>> Start
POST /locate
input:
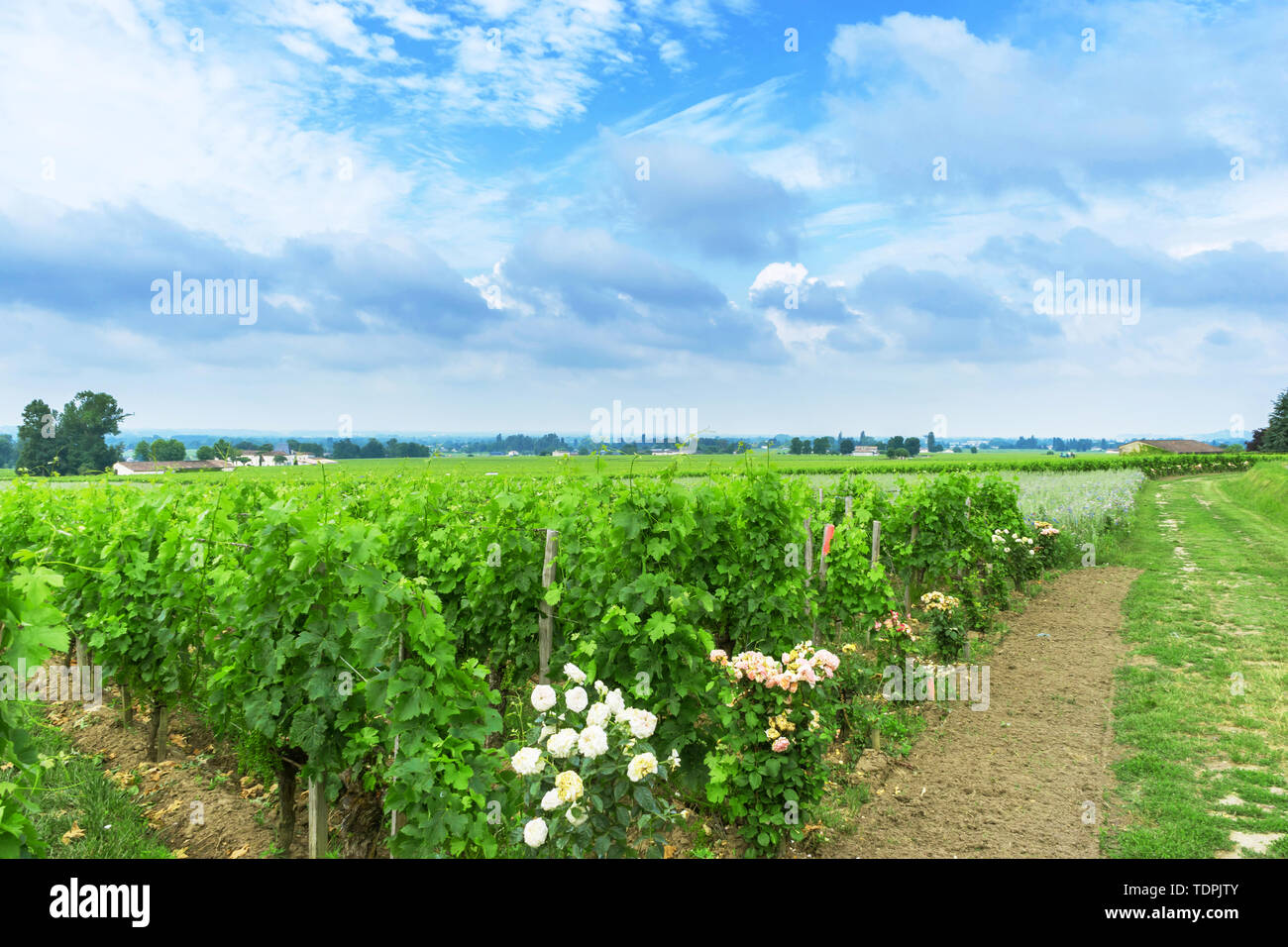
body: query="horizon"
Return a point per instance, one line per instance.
(506, 215)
>> End
YOUR INSTRUCTIONS: Reproduce each line of the items above verbatim, leaving out the pictures.

CORRECT OUTPUT:
POST /locate
input:
body: query="horizon"
Return a point per instance, one line per instance.
(506, 215)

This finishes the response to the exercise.